Identify every one of the lines below that contains the word "negative", and copy each such line in full.

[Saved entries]
Start of Block

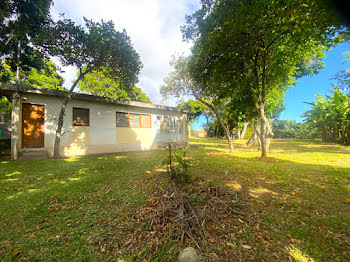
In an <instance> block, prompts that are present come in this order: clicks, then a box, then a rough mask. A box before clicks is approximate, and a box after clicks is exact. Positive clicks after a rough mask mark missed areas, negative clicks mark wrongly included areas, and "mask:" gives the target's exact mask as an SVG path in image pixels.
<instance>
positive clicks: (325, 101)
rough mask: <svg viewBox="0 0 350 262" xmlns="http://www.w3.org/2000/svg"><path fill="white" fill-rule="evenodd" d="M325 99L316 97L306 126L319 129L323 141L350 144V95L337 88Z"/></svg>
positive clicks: (334, 89)
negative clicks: (314, 101)
mask: <svg viewBox="0 0 350 262" xmlns="http://www.w3.org/2000/svg"><path fill="white" fill-rule="evenodd" d="M331 93H332V95H331V96H329V95H327V96H326V97H325V98H324V97H322V96H320V95H316V97H317V101H316V102H315V103H312V106H311V110H307V111H306V112H305V113H304V115H303V117H305V122H306V124H308V125H309V127H310V129H313V128H314V129H317V130H318V132H319V134H320V135H321V138H322V140H323V141H328V142H335V143H341V144H345V145H349V144H350V94H348V95H345V94H344V92H343V91H342V90H341V89H339V88H338V87H337V86H334V90H332V91H331Z"/></svg>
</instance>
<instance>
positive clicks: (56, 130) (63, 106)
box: [53, 69, 87, 158]
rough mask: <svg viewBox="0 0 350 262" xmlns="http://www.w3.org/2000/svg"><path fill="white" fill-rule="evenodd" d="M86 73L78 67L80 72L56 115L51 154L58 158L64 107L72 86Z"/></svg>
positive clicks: (64, 110) (67, 98)
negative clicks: (56, 127) (57, 113)
mask: <svg viewBox="0 0 350 262" xmlns="http://www.w3.org/2000/svg"><path fill="white" fill-rule="evenodd" d="M86 73H87V71H85V72H84V73H82V71H81V69H80V73H79V76H78V78H77V79H76V80H75V81H74V83H73V85H72V87H71V88H70V90H69V91H68V94H67V96H66V97H65V98H64V100H63V102H62V107H61V111H60V115H59V117H58V122H57V129H56V138H55V147H54V152H53V155H54V157H55V158H59V157H60V145H61V136H62V127H63V118H64V114H65V112H66V107H67V104H68V101H69V100H70V99H71V97H72V94H73V90H74V88H75V87H76V86H77V84H78V83H79V81H80V80H81V79H83V78H84V75H85V74H86Z"/></svg>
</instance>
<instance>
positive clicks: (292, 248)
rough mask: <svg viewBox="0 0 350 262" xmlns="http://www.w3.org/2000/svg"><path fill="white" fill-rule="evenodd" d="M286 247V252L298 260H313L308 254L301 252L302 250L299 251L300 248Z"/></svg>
mask: <svg viewBox="0 0 350 262" xmlns="http://www.w3.org/2000/svg"><path fill="white" fill-rule="evenodd" d="M286 249H287V251H288V254H289V255H290V256H291V257H293V258H294V259H295V260H296V261H298V262H315V260H313V259H312V258H311V257H309V256H308V255H306V254H303V252H302V251H300V249H298V248H296V247H294V246H289V247H287V248H286Z"/></svg>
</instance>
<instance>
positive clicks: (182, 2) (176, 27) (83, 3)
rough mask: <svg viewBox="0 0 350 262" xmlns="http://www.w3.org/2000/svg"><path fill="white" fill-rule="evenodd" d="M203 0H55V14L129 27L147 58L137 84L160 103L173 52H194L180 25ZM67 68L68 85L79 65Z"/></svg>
mask: <svg viewBox="0 0 350 262" xmlns="http://www.w3.org/2000/svg"><path fill="white" fill-rule="evenodd" d="M199 3H200V0H176V1H174V0H98V1H96V0H74V1H72V0H54V6H53V8H52V9H51V14H52V15H53V17H54V18H58V17H59V14H60V13H64V14H65V15H66V17H68V18H71V19H73V20H74V21H75V22H76V23H78V24H83V23H84V20H83V17H86V18H88V19H92V20H94V21H99V20H101V19H103V20H105V21H108V20H112V21H113V22H114V24H115V28H116V29H117V30H123V29H125V30H126V32H127V33H128V35H129V36H130V38H131V42H132V44H133V45H134V47H135V49H136V51H137V52H138V53H139V54H140V56H141V60H142V62H143V69H142V71H141V73H140V75H139V82H138V83H137V84H136V85H137V86H138V87H140V88H141V89H142V90H143V91H144V92H145V93H146V94H147V95H148V96H149V97H150V98H151V100H152V102H153V103H155V104H160V103H161V102H162V96H161V95H160V92H159V88H160V86H161V85H162V84H163V78H164V77H166V76H167V75H168V74H169V72H170V71H171V70H172V68H171V66H170V65H169V62H170V60H171V56H172V55H174V54H182V53H184V54H189V53H190V48H191V46H192V44H190V43H186V42H183V41H182V33H181V31H180V26H181V25H183V24H184V23H185V15H186V14H192V13H193V12H194V11H195V10H196V9H198V8H199ZM55 62H56V63H58V61H57V60H55ZM63 69H64V70H65V73H64V74H63V77H64V79H65V83H64V86H65V87H66V88H68V87H69V86H70V85H71V83H72V81H74V79H75V78H76V74H77V68H74V67H64V68H63ZM176 102H177V101H176V99H169V100H168V101H166V102H165V104H166V105H170V106H174V105H176Z"/></svg>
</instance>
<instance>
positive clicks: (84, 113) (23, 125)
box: [0, 84, 188, 158]
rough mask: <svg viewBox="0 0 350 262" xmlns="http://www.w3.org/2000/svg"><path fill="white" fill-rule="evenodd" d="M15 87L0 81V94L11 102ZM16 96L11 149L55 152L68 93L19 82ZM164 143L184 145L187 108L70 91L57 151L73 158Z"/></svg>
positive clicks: (13, 113)
mask: <svg viewBox="0 0 350 262" xmlns="http://www.w3.org/2000/svg"><path fill="white" fill-rule="evenodd" d="M15 91H16V86H15V85H11V84H0V94H1V95H4V96H6V97H7V98H8V99H9V100H10V101H11V100H12V98H13V96H14V94H15ZM18 94H19V103H18V107H17V108H15V107H14V108H13V110H12V135H11V145H12V146H11V151H12V153H13V154H16V155H17V152H18V153H19V154H21V153H22V154H23V153H25V152H29V151H39V150H44V151H45V152H47V154H48V156H53V151H54V144H55V134H56V129H57V121H58V116H59V112H60V110H61V106H62V99H63V97H65V96H66V95H67V92H66V91H60V90H52V89H44V88H34V87H28V86H19V87H18ZM168 142H173V143H176V144H179V145H180V146H186V145H188V123H187V114H186V113H185V112H182V111H179V110H177V109H175V108H173V107H167V106H161V105H154V104H149V103H144V102H136V101H119V100H113V99H110V98H106V97H101V96H94V95H89V94H83V93H73V95H72V97H71V100H70V101H69V102H68V105H67V108H66V113H65V116H64V124H63V129H62V137H61V146H60V152H61V156H64V157H71V156H80V155H88V154H103V153H114V152H123V151H136V150H149V149H157V148H163V147H164V146H165V145H166V144H167V143H168ZM14 157H15V158H16V156H14Z"/></svg>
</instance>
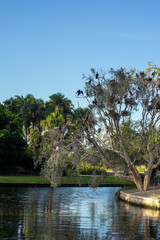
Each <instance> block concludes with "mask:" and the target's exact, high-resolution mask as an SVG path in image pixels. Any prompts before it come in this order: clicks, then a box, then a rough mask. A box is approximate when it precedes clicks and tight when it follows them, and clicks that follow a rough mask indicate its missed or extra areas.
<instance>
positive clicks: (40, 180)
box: [0, 176, 49, 183]
mask: <svg viewBox="0 0 160 240" xmlns="http://www.w3.org/2000/svg"><path fill="white" fill-rule="evenodd" d="M48 182H49V181H48V180H47V179H44V178H41V177H39V176H0V183H48Z"/></svg>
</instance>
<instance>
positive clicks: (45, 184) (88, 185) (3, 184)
mask: <svg viewBox="0 0 160 240" xmlns="http://www.w3.org/2000/svg"><path fill="white" fill-rule="evenodd" d="M126 186H130V184H127V183H126V184H124V183H123V184H121V183H99V184H97V185H96V186H95V187H126ZM0 187H50V183H17V182H16V183H14V182H12V183H8V182H7V183H0ZM58 187H90V184H86V183H85V184H77V183H63V184H60V185H59V186H58Z"/></svg>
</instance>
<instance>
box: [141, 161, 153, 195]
mask: <svg viewBox="0 0 160 240" xmlns="http://www.w3.org/2000/svg"><path fill="white" fill-rule="evenodd" d="M152 171H153V164H152V162H150V163H149V165H148V167H147V171H146V174H145V177H144V182H143V190H144V191H146V190H148V188H149V183H150V179H151V174H152Z"/></svg>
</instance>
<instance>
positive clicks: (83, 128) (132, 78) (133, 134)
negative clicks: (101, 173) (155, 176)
mask: <svg viewBox="0 0 160 240" xmlns="http://www.w3.org/2000/svg"><path fill="white" fill-rule="evenodd" d="M159 76H160V68H157V67H156V66H152V65H149V66H148V68H147V69H146V70H145V71H144V72H135V71H134V70H130V71H127V70H126V69H123V68H121V69H119V70H117V71H114V70H113V69H111V70H110V71H109V73H107V74H106V73H105V72H96V71H95V70H94V69H92V71H91V75H89V76H87V77H85V76H84V78H85V80H86V89H85V95H84V97H86V99H87V100H88V102H89V108H90V110H91V112H92V114H95V116H96V118H97V122H98V127H93V126H92V127H89V125H90V121H89V119H88V121H83V129H84V132H85V137H86V139H87V140H88V141H89V142H90V143H92V144H93V146H94V151H95V154H96V152H97V154H98V153H99V154H101V155H102V156H103V162H104V164H105V165H106V166H108V167H109V168H111V169H112V171H113V172H114V174H115V176H117V177H119V178H121V179H125V180H129V181H133V182H134V183H135V185H136V186H137V188H138V189H139V190H140V191H142V190H147V189H148V187H149V183H150V178H151V174H152V171H153V170H154V169H156V168H158V167H159V166H160V151H159V149H160V148H159V147H160V137H159V136H160V135H159V133H160V78H159ZM82 93H83V92H82V91H77V94H78V95H80V94H82ZM136 113H138V119H139V124H138V125H137V126H138V128H137V129H134V131H128V130H129V129H127V122H132V121H133V119H134V116H135V115H134V114H136ZM122 126H123V127H122ZM136 142H137V144H135V143H136ZM133 144H134V146H133ZM132 147H134V149H136V154H135V155H133V154H131V153H130V150H131V148H132ZM109 152H110V153H114V154H116V155H118V156H119V164H121V162H123V163H125V164H124V166H127V167H128V171H129V175H127V176H126V175H125V174H122V173H120V172H118V171H117V169H116V167H115V165H114V164H113V162H112V161H110V154H108V153H109ZM139 158H141V159H142V162H143V163H144V164H145V165H146V168H147V170H146V173H145V177H144V181H143V180H142V178H141V175H140V173H139V172H138V170H137V167H136V163H137V161H138V160H139Z"/></svg>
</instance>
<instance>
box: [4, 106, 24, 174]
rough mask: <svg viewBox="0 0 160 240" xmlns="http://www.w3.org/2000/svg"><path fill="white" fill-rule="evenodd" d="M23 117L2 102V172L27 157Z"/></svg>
mask: <svg viewBox="0 0 160 240" xmlns="http://www.w3.org/2000/svg"><path fill="white" fill-rule="evenodd" d="M26 146H27V145H26V142H25V140H24V137H23V130H22V121H21V119H20V118H19V117H18V116H17V115H15V114H13V113H11V112H10V111H9V110H7V109H6V108H5V107H4V106H3V105H2V104H0V172H1V173H2V172H6V171H9V170H11V169H13V168H14V167H15V166H16V165H19V164H21V162H22V161H23V159H24V158H25V157H26V151H25V149H26Z"/></svg>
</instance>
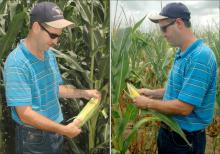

End of Block

(Answer)
In an <instance> block, prompts that are present come in this order: clicks, then a box, then a rough mask. A box before clicks is approximate, and a box after clicks is exact. Positive clicks after a rough mask mark missed areas, negative clicks mark wrongly included areas, and "mask:" gives the target's exact mask as an SVG path in image pixels.
negative clicks: (314, 101)
negative clicks: (56, 127) (57, 113)
negative clicks: (101, 173) (155, 176)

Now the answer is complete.